=== Liste des consignes ===
1. Réécrivez plus brièvement le paragraphe du texte de la page qui commence par « Les surfaces certifiées bio », en conservant ses faits principaux.
2. Transcrivez sans rien changer, dans le texte de la page, tout ce qui va de « Rendements et pesticides » jusqu'à « destinées à l’exportation. ».

=== Texte de la page ===
Il y a les senteurs enivrantes. Celles des orangers, des citronniers, des fleurs de figuiers mais aussi celles des roses et du jasmin… À quelques pas de la mer et du bleu infini, le jardin de Djelloul, retraité de l’enseignement supérieur, offre ses plus beaux atouts. Ici, au pied de la montagne du Chenoua, située à quelques 80 kilomètres à l’ouest d’Alger, la terre rouge et fertile donne sans compter. Sans doute un juste retour des choses. « J’ai été élevé en observant et en respectant la nature. J’ai toujours vu ma mère prendre soin de sa terre, explique Djelloul. Les anciens avaient le respect des cultures. C’est un héritage familial dont je suis fier ».
Rendements et pesticides
Néfliers, grenadiers, bananiers et petits manguiers ornent la cour de la maison où quelques pieds de vignes s‘entrelacent autour de la grande pergola. « Chez moi tout est bio ! », précise Djelloul. « Mes arbres fruitiers n’ont pas besoin d’engrais chimiques pour donner ».
Les surfaces certifiées bio représentent une infime partie des cultures en Algérie. Si cette activité agricole demeure très marginalisée, elle est considérée peu rentable. Aussi, ces cultures certifiées sans engrais, pesticides ou adjuvants et contrôlées par l’organisme Ecocert [organisme de contrôle et de certification ; ndlr] sont principalement l’olive, la datte et la production vinicole destinées à l’exportation.

=== Informations ===
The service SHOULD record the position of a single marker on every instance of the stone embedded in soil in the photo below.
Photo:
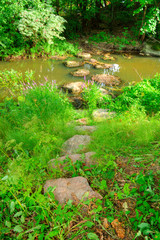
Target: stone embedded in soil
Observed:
(76, 101)
(85, 56)
(102, 114)
(87, 158)
(104, 91)
(85, 128)
(108, 57)
(108, 80)
(73, 64)
(58, 57)
(82, 121)
(75, 189)
(80, 73)
(75, 144)
(74, 87)
(92, 61)
(103, 66)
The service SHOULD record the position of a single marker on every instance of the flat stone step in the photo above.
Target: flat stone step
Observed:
(75, 144)
(61, 162)
(75, 189)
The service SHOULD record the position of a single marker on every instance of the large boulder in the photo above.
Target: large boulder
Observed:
(75, 189)
(73, 64)
(85, 56)
(108, 80)
(74, 87)
(61, 162)
(80, 73)
(102, 114)
(75, 144)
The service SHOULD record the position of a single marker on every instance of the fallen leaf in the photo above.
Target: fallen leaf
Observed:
(118, 228)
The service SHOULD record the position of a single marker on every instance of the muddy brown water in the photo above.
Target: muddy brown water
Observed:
(129, 70)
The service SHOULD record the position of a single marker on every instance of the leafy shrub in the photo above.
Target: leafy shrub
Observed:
(14, 81)
(145, 93)
(94, 98)
(40, 25)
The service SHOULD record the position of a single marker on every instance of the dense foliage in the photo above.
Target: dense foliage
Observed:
(26, 26)
(32, 131)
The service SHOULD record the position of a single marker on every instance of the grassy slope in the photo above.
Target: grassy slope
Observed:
(126, 174)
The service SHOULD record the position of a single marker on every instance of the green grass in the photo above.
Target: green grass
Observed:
(32, 131)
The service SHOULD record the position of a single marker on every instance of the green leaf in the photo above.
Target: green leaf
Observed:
(92, 236)
(22, 219)
(18, 229)
(8, 224)
(89, 224)
(144, 225)
(12, 206)
(18, 214)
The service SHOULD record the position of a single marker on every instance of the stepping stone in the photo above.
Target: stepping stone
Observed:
(76, 101)
(58, 57)
(102, 114)
(80, 73)
(86, 158)
(108, 57)
(103, 66)
(73, 64)
(85, 128)
(85, 56)
(76, 143)
(74, 87)
(108, 80)
(75, 189)
(92, 61)
(82, 121)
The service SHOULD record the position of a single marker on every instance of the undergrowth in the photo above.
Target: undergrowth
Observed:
(125, 172)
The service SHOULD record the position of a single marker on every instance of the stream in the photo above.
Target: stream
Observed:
(130, 71)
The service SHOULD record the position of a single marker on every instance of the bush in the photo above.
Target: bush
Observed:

=== Réponses attendues ===
1. En Algérie, les surfaces certifiées bio ne représentent qu'une infime partie des cultures. Cette activité reste très marginale et passe pour peu rentable. Ces cultures sont certifiées sans engrais, pesticides ni adjuvants et contrôlées par l'organisme Ecocert. Elles portent surtout sur l'olive, la datte et la production vinicole, destinées à l'exportation.

2.
Rendements et pesticides
Néfliers, grenadiers, bananiers et petits manguiers ornent la cour de la maison où quelques pieds de vignes s‘entrelacent autour de la grande pergola. « Chez moi tout est bio ! », précise Djelloul. « Mes arbres fruitiers n’ont pas besoin d’engrais chimiques pour donner ».
Les surfaces certifiées bio représentent une infime partie des cultures en Algérie. Si cette activité agricole demeure très marginalisée, elle est considérée peu rentable. Aussi, ces cultures certifiées sans engrais, pesticides ou adjuvants et contrôlées par l’organisme Ecocert [organisme de contrôle et de certification ; ndlr] sont principalement l’olive, la datte et la production vinicole destinées à l’exportation.